### Problem description
Could the whole of the data below be written out verbatim?

━━━

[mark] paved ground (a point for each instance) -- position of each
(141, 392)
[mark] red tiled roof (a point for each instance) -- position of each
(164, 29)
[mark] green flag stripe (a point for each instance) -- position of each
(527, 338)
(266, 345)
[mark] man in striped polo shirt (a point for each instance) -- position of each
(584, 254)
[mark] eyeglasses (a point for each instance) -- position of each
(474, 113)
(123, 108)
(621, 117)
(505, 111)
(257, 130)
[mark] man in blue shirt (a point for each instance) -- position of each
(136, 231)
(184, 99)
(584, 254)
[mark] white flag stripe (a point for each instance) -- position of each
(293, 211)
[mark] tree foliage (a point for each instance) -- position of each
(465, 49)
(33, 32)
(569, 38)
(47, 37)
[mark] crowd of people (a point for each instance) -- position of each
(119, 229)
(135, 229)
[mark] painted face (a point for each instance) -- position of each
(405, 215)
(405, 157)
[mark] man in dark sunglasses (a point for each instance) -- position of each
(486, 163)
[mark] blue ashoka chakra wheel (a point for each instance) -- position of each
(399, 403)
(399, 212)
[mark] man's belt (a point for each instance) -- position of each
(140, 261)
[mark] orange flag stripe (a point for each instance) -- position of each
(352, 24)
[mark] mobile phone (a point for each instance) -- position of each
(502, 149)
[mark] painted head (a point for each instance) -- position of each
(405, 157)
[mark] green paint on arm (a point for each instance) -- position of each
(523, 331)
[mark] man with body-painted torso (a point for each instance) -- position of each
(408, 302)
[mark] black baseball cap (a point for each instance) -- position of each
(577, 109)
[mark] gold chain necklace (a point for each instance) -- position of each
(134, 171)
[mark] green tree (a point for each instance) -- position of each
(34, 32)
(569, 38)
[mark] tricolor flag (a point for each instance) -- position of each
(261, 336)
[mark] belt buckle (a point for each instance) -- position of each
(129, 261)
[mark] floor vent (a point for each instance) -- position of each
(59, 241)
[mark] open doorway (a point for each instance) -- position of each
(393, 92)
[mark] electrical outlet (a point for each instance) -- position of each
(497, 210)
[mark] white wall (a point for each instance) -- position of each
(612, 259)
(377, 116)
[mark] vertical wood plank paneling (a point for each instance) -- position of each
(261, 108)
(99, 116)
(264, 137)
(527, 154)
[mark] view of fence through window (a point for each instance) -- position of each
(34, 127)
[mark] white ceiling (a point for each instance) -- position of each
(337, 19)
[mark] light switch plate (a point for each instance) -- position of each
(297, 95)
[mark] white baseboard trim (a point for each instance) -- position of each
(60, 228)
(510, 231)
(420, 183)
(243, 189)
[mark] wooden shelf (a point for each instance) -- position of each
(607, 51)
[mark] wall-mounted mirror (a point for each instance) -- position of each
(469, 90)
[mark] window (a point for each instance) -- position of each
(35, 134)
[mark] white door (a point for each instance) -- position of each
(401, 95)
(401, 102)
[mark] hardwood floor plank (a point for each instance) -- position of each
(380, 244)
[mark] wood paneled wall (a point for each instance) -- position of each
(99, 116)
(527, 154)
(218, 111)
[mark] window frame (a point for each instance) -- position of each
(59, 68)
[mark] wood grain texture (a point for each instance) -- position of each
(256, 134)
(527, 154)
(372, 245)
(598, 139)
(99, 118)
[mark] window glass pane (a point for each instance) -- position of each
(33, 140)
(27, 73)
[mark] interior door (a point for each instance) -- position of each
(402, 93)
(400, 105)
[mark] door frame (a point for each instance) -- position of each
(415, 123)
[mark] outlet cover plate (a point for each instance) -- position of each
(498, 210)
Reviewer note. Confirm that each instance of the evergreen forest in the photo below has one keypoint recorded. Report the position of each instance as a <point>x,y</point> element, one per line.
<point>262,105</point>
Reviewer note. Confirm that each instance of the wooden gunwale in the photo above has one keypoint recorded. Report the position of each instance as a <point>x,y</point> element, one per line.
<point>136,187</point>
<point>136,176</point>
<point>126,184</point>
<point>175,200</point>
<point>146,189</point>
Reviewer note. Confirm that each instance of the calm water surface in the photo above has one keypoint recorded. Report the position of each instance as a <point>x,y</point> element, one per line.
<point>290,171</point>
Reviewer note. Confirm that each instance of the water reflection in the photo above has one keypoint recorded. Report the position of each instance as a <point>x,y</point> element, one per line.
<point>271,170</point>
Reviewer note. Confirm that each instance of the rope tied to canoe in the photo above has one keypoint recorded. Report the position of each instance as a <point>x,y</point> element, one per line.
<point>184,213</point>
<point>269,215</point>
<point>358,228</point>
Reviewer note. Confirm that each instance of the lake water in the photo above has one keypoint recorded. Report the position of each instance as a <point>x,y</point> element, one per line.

━━━

### Result of the exercise
[mark] paved ground (a point for each instance) -- position of each
(141, 392)
[mark] red tiled roof (a point for each instance) -- position of each
(164, 29)
[mark] green flag stripe (a point for each instance) -- position of each
(527, 338)
(266, 345)
[mark] man in striped polo shirt (a point for each instance) -- position of each
(584, 254)
[mark] eyeglasses (a point for each instance) -- position of each
(474, 113)
(123, 108)
(621, 117)
(505, 111)
(257, 130)
[mark] man in blue shirt (a point for each instance) -- position of each
(136, 231)
(184, 99)
(584, 254)
[mark] white flag stripe (a point for each instance) -- position of each
(293, 211)
[mark] tree foliage (a point for each instance) -- position of each
(465, 49)
(33, 32)
(569, 38)
(47, 37)
[mark] crowd of people (a point for each instance) -- position of each
(119, 229)
(135, 229)
[mark] painted face (a point for each instance) -- position of each
(405, 215)
(405, 157)
[mark] man in dark sunglasses (a point for each instance) -- position of each
(486, 163)
[mark] blue ashoka chakra wheel (a point for each instance) -- position of each
(399, 403)
(399, 212)
[mark] man's belt (a point for each instance) -- position of each
(140, 261)
[mark] orange flag stripe (a point for each instance) -- position of each
(352, 24)
[mark] mobile phone (a point for each instance) -- position of each
(502, 149)
[mark] painted head (a point for each instance) -- position of each
(405, 157)
[mark] green paint on arm (a point for each instance) -- position of each
(523, 331)
[mark] man with body-painted torso (a point for each instance) -- position of each
(408, 302)
[mark] black baseball cap (a point for each instance) -- position of each
(577, 109)
[mark] gold chain necklace (a point for each instance) -- position of each
(134, 171)
[mark] green tree (a point for each instance) -- position of each
(34, 32)
(569, 38)
[mark] tricolor flag (a point for each instance) -- position of each
(261, 336)
[mark] belt buckle (a point for each instance) -- position of each
(129, 261)
[mark] floor vent (a point for each instance) -- position of each
(59, 241)
[mark] open doorway (a point for each instance) -- position of each
(393, 92)
[mark] electrical outlet (a point for each instance) -- position of each
(497, 210)
[mark] white wall (a point for each instance) -- position of each
(612, 259)
(377, 116)
[mark] vertical wood plank paneling (a point for each instance) -- position of each
(261, 108)
(99, 116)
(264, 137)
(527, 154)
[mark] view of fence through window (a point for each instance) -- position of each
(34, 127)
[mark] white ceiling (a point for each instance) -- position of each
(337, 19)
[mark] light switch plate (a point for each instance) -- position of each
(297, 95)
[mark] white baseboard trim (a point for each instance) -- position of each
(60, 228)
(510, 231)
(420, 183)
(243, 189)
[mark] wooden shelf (a point for each instance) -- position of each
(607, 51)
[mark] wall-mounted mirror (a point for each instance) -- position of each
(469, 90)
[mark] window (a point for each instance) -- position of each
(35, 134)
[mark] white door (a point for each instance) -- position of each
(401, 95)
(401, 102)
[mark] hardwood floor plank (a point for each instance) -- position of each
(380, 244)
[mark] wood paneled wall (a point for each instance) -- position of each
(99, 116)
(527, 154)
(218, 111)
[mark] window frame (a point for each instance) -- position of each
(59, 68)
[mark] wood grain texture (a point for each instance) -- position of each
(256, 134)
(527, 154)
(372, 245)
(598, 139)
(99, 118)
[mark] window glass pane (a point for each instance) -- position of each
(33, 140)
(27, 73)
[mark] interior door (a point for each instance) -- position of each
(402, 93)
(400, 105)
[mark] door frame (a point for each instance) -- position of each
(415, 123)
[mark] outlet cover plate (a point for each instance) -- position of each
(498, 210)
Reviewer note. Confirm that each instance of the evergreen forest in the photo below has one keypoint recorded. Report the position of each instance as a <point>x,y</point> element, one per line.
<point>262,105</point>
Reviewer note. Confirm that each instance of the wooden gunwale in the photo above has one keypoint recorded. Report the position of each instance as a <point>x,y</point> element, one per line.
<point>136,187</point>
<point>136,176</point>
<point>126,184</point>
<point>175,200</point>
<point>146,189</point>
Reviewer note. Confirm that each instance of the calm water surface in the photo above has one keypoint recorded. Report the position of each instance as a <point>x,y</point> element, one per line.
<point>290,171</point>
Reviewer note. Confirm that each instance of the water reflection in the photo above has one keypoint recorded. Report the position of each instance as a <point>x,y</point> element, one per line.
<point>271,170</point>
Reviewer note. Confirm that each instance of the rope tied to canoe in the photo above has one keypoint recorded. Report the position of each instance as a <point>x,y</point> element, one per line.
<point>184,213</point>
<point>269,215</point>
<point>358,228</point>
Reviewer note. Confirm that each instance of the lake water in the photo above has one keypoint recorded. Report the position of each instance as a <point>x,y</point> element, one per line.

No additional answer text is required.